Task details :: Quote the part of the Sleepover reviews that opens with the words "Похмурий постапок. 23" and closes with "მაგრამ თურმე არა.".
*** Opening of Given text ***
This was the first piece of work by Alastair Reynolds I got to know, and I will be looking into more.
I often think that Alastair Reynolds must have encountered some truly unpleasant people in his life, as he creates such nasty characters so well. Sleepover starts with Gaunt awakened from a long sleep, but soon the backstory of why those who awoke him are so unpleasant unfolds. Gaunt awakes to a dystopian future quite unlike any other I’ve read about or imagined and this is where the story really starts to get interesting.
It was clear from the outset that this story was just the beginnings or a larger work, which was pieced together from notes, and may or may not be developed into a longer novel. I hope it does.
Sleepover is short story by Al Reynolds published back in 2012. Gaunt (the protagonist) wakes up from cryosleep a few hundred years in the future expecting a world far advanced that can extend life indefinitely, only to find the opposite - the world is dying, 90% of the population are in cryosleep, and those awake are doing their best to head off what's causing the Earth's decline.
This was a great little story, packed well into the short page count, with an interesting and original take on the post-apocalyptic idea. It ended a bit abruptly though.
Похмурий постапок. 23 сторіччя. На планеті 2 млрд людей, але тільки 400 тисяч не сплять. Обслуговують тих, хто чекає кращого майбутнього в кріокамерах. Машини зі ШІ вирішили ховатися від людей, а потім зовсім покинули "тіла" і полетіли в трансцидентну Сферу - якась всеохопна шняга. Але там вже були інші ШІ, з інших світів. Тому почався рейвах...
Найкраще, що є в цьому творі, це те, як автор класно пояснив існування морських чудовиськ. Тих, легенди про які людство плекало за всю історію мореплавства.
Логіка ГГ дуже сумнівна, але кінець в стилі "все погано, але все буде добре" 😂
ასეთი საინტერესო იდეის ასე გაფუჭება როგორ შეიძლება? როგორც გავიგე იდეაში რომანი უნდა ყოფილიყო და მართლა ძალიან მაგარი რამე იქნებოდა, მაგრამ პატარა მოთხრობისთვის ეს იდეა ნამეტანი დიდი იყო. რომ დამთავრდა ვერც დავიჯერე - მეთქი ალბათ ფაილს ჭირს რამე (აუდიოვერსიას ვუსმენტი) მაგრამ თურმე არა.
არც კი ვიცი ამისი რამე სხვა წავიკითხო თუ არა, მეშინია უკვე :)
An early Reynolds, and it’s subtleties are the the base ingredients for his later epics. It seems to be a tool for Reynolds, a character construct experiment: Gaunt is something that could easily be built upon, and it’s a shame that he didn’t make more of it really. This world could easily be expanded....
*** Close of Given text ***
*** Opening of Listed records ***
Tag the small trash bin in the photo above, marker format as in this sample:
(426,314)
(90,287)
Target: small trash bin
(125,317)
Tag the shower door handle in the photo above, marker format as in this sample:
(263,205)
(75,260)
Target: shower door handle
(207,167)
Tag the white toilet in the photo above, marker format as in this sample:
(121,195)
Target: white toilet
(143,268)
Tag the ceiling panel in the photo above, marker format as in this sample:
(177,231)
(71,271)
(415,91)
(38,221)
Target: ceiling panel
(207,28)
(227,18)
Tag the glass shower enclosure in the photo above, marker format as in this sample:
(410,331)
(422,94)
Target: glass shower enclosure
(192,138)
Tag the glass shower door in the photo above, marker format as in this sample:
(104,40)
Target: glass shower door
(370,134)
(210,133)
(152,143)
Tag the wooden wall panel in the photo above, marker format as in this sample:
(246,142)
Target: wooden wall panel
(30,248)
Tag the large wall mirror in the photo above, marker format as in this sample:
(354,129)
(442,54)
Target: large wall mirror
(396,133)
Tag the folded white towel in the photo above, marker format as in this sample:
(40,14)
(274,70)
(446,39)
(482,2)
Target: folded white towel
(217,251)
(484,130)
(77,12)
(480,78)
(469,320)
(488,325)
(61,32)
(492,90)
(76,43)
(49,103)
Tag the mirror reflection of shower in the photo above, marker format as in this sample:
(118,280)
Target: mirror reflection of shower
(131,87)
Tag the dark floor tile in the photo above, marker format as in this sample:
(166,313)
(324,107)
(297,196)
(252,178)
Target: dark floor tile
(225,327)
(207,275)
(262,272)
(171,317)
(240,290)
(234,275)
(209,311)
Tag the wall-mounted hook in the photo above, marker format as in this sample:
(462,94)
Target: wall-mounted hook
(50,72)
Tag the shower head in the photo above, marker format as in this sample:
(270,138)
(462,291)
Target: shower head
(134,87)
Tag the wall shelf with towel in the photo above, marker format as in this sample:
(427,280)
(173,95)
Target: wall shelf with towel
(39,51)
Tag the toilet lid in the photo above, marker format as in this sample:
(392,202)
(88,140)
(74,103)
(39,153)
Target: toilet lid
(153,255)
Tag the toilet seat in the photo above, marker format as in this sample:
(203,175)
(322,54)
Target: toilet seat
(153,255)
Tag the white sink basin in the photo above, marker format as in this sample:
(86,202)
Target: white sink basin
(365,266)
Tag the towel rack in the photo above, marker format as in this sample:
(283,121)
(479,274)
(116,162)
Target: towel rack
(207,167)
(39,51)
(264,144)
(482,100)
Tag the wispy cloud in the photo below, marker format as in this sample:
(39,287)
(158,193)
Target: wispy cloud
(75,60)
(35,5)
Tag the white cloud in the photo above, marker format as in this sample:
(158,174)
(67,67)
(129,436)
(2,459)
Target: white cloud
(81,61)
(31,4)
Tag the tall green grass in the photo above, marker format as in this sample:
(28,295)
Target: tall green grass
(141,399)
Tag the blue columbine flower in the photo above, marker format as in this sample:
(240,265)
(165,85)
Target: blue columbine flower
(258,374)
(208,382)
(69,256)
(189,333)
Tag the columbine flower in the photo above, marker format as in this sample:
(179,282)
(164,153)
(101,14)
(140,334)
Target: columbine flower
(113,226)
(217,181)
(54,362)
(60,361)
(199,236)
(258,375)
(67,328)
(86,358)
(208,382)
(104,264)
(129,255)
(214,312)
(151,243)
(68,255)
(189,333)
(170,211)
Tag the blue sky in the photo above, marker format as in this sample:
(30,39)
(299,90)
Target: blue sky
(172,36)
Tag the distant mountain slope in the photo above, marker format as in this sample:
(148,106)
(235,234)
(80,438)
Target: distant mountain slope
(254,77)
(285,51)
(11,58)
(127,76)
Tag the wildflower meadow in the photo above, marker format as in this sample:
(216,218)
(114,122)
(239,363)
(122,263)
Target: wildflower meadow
*** Close of Listed records ***
Answer for this exercise ::
Похмурий постапок. 23 сторіччя. На планеті 2 млрд людей, але тільки 400 тисяч не сплять. Обслуговують тих, хто чекає кращого майбутнього в кріокамерах. Машини зі ШІ вирішили ховатися від людей, а потім зовсім покинули "тіла" і полетіли в трансцидентну Сферу - якась всеохопна шняга. Але там вже були інші ШІ, з інших світів. Тому почався рейвах...
Найкраще, що є в цьому творі, це те, як автор класно пояснив існування морських чудовиськ. Тих, легенди про які людство плекало за всю історію мореплавства.
Логіка ГГ дуже сумнівна, але кінець в стилі "все погано, але все буде добре" 😂
ასეთი საინტერესო იდეის ასე გაფუჭება როგორ შეიძლება? როგორც გავიგე იდეაში რომანი უნდა ყოფილიყო და მართლა ძალიან მაგარი რამე იქნებოდა, მაგრამ პატარა მოთხრობისთვის ეს იდეა ნამეტანი დიდი იყო. რომ დამთავრდა ვერც დავიჯერე - მეთქი ალბათ ფაილს ჭირს რამე (აუდიოვერსიას ვუსმენტი) მაგრამ თურმე არა.